#### [Stated problem]
How many lines in the following entries contain the word "below"? Reply with the number alone.

#### [Stored records]
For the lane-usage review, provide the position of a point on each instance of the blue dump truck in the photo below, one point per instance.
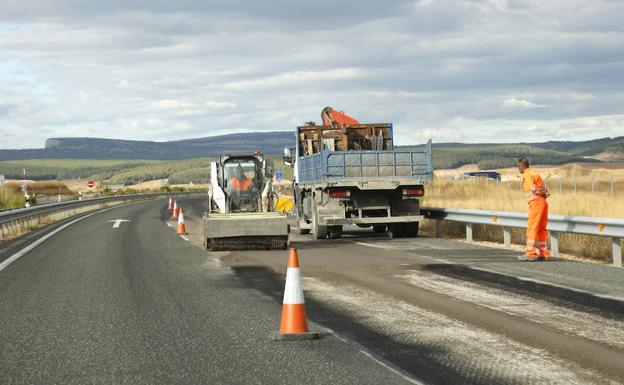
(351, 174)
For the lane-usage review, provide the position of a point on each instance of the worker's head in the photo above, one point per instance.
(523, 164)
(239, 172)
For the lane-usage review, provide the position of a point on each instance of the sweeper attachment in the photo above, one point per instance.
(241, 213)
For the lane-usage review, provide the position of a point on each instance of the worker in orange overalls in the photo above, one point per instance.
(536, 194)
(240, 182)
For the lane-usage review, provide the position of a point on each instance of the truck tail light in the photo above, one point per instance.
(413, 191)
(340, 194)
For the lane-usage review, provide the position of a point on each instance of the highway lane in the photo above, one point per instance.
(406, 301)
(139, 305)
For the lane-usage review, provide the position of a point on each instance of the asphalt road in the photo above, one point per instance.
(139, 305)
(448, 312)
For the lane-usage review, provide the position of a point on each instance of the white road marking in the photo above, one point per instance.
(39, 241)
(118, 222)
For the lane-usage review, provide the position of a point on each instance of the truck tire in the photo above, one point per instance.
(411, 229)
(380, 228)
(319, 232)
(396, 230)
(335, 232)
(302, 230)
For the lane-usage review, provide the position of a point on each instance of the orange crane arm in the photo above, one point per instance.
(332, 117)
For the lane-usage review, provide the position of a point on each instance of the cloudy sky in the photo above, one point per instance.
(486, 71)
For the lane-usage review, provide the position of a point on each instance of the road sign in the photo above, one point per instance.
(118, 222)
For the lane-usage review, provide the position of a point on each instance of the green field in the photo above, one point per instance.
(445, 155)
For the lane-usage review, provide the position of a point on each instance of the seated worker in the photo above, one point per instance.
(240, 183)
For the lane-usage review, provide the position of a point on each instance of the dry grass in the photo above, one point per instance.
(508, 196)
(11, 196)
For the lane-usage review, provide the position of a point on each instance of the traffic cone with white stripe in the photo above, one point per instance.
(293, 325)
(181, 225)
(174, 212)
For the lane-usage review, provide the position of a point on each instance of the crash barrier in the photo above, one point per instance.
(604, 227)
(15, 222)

...

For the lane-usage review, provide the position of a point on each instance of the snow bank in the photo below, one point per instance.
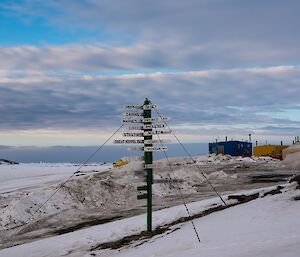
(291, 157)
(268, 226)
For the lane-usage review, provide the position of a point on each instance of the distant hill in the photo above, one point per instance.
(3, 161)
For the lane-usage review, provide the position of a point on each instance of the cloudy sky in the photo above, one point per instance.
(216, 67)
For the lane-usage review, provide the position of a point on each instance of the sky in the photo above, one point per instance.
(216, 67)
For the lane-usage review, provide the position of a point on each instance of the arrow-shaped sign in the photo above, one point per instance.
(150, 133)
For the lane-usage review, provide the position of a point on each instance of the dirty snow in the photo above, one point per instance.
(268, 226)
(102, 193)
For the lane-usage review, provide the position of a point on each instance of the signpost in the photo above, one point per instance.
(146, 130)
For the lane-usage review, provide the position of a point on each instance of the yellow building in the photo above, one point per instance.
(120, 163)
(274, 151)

---

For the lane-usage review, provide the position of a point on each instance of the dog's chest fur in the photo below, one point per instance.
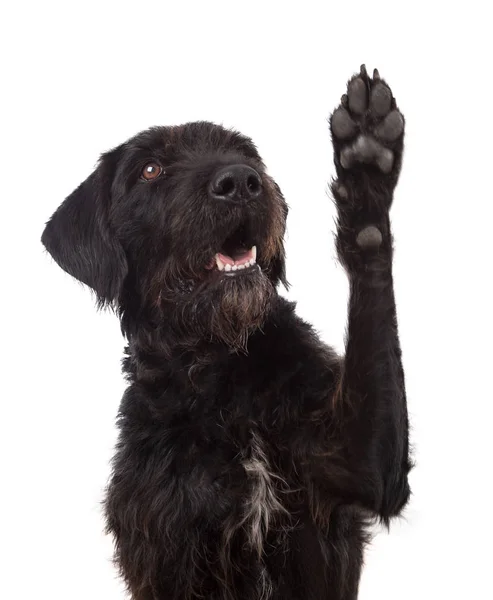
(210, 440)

#### [Task response]
3